### Extracted information
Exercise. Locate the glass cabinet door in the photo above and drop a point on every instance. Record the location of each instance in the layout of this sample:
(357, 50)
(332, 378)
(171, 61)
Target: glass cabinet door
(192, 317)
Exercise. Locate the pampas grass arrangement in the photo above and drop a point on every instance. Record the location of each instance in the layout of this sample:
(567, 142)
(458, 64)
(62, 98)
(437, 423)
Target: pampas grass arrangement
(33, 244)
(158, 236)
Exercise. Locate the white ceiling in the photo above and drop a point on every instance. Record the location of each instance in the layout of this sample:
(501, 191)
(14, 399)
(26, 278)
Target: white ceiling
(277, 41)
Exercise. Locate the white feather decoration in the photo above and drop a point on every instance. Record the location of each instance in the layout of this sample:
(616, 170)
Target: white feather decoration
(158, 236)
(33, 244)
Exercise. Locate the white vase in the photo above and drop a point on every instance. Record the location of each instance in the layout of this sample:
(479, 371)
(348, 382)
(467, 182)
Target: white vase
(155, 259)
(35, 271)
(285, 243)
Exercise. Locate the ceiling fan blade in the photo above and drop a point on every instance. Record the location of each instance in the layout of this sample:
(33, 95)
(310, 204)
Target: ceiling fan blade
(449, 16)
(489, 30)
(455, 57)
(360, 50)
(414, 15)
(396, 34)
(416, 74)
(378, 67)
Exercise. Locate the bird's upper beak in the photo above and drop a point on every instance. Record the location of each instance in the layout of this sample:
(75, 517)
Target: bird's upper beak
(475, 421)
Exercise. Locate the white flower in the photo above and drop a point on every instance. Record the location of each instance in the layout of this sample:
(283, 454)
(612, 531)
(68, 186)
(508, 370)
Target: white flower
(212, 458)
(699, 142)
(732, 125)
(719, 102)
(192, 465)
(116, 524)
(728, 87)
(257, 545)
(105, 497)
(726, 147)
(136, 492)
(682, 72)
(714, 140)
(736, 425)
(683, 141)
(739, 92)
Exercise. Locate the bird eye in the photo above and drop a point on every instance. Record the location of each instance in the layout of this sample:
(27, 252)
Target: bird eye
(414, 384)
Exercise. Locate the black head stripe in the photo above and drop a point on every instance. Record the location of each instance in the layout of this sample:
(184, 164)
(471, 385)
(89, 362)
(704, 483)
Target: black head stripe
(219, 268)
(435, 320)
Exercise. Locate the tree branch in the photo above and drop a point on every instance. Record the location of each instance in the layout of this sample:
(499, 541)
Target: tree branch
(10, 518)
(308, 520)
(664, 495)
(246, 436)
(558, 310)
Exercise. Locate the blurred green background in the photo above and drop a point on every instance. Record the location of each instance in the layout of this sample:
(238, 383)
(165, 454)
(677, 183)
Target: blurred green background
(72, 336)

### Description of the task
Recast every line of the data above as a numbered list, one item per line, and leave out any blank lines.

### Complete output
1. Exercise. Locate the glass cabinet door in the photo above and drop a point on every instance. Record the location of each instance in the layout of this sample:
2. (357, 50)
3. (332, 378)
4. (171, 61)
5. Target: glass cabinet door
6. (192, 317)
7. Exercise. Locate the pampas grass arrangement in the photo above and drop a point on every instance. Record the location of each instance in the layout of this sample:
8. (567, 142)
9. (458, 64)
10. (62, 98)
11. (437, 423)
12. Target: pampas grass arrangement
13. (33, 244)
14. (158, 236)
15. Exercise. Locate the white ceiling in the photo above and drop a point on every instance. Record the location of each instance in the layout of this sample:
16. (501, 191)
17. (14, 399)
18. (26, 278)
19. Target: white ceiling
20. (277, 41)
21. Exercise. Locate the white feather decoration in the photo above and drop a point on every instance. Record the location of each instance in the layout of this sample:
22. (616, 170)
23. Target: white feather decoration
24. (158, 236)
25. (33, 244)
26. Exercise. Locate the white vase in the photo above and drop a point on every instance. Record the location of each instance in the layout of this sample:
27. (479, 371)
28. (348, 382)
29. (467, 182)
30. Target: white vase
31. (155, 259)
32. (35, 271)
33. (285, 243)
34. Exercise. Locate the ceiling fan blade in the photo above and drop a point on every instance. Record the location of each instance in the layout of this sample:
35. (33, 95)
36. (310, 204)
37. Target: ceiling fan blade
38. (449, 16)
39. (489, 30)
40. (455, 57)
41. (360, 50)
42. (414, 15)
43. (396, 34)
44. (416, 74)
45. (378, 67)
46. Exercise. Locate the bird's upper beak in the photo above and drop a point on every instance. Record the location of each instance in the layout of this sample:
47. (75, 517)
48. Target: bird's upper beak
49. (475, 421)
50. Exercise. Locate the white flower in the photo above and drop a point on every instance. Record the location of each instance in the layout of this sample:
51. (283, 454)
52. (612, 531)
53. (68, 186)
54. (508, 370)
55. Target: white flower
56. (212, 458)
57. (699, 142)
58. (732, 125)
59. (719, 102)
60. (192, 465)
61. (116, 524)
62. (728, 87)
63. (257, 545)
64. (105, 497)
65. (726, 147)
66. (136, 492)
67. (682, 72)
68. (714, 140)
69. (736, 425)
70. (683, 141)
71. (739, 92)
72. Exercise. Locate the bird eye in the photo above and drop a point on every instance. Record the location of each instance in the layout of this sample:
73. (27, 252)
74. Target: bird eye
75. (414, 384)
76. Exercise. Locate the black head stripe in the photo above and drop a point on every instance. Record the location of each instance in the layout of this sample:
77. (184, 164)
78. (471, 385)
79. (89, 362)
80. (704, 483)
81. Target: black head stripe
82. (219, 268)
83. (435, 320)
84. Exercise. Locate the tree branch in the photo above and drop a point on every instance. Record the location of each instance in the layout of this sample:
85. (499, 541)
86. Target: tree branch
87. (10, 518)
88. (308, 520)
89. (664, 495)
90. (246, 436)
91. (558, 310)
92. Exercise. Locate the blurred green background in the photo above and drop a point on every instance. Record the location of each instance in the layout of this sample:
93. (238, 383)
94. (165, 454)
95. (677, 183)
96. Target: blurred green background
97. (72, 336)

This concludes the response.